> _Input for this task_:
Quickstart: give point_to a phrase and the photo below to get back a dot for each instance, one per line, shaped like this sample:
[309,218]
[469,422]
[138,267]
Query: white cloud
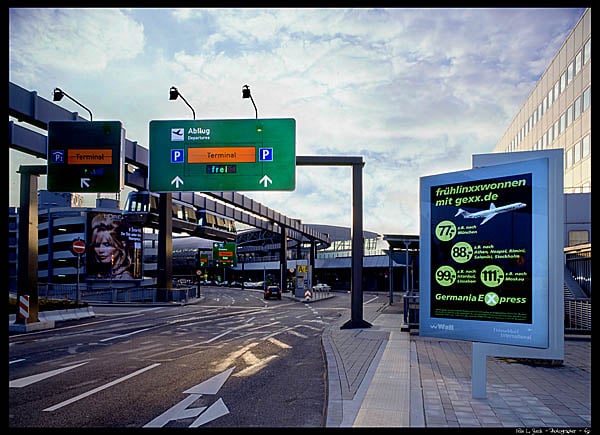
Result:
[414,91]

> _About this task_:
The listing is to be reproduced in full and exactly, except that its pictures are to be dropped.

> _Written reply_:
Quickstart: give point_to a phrase and the photo below to get back a dot for each instance, one per line, shaped like this sample:
[309,218]
[469,422]
[138,267]
Query: white cloud
Result:
[414,91]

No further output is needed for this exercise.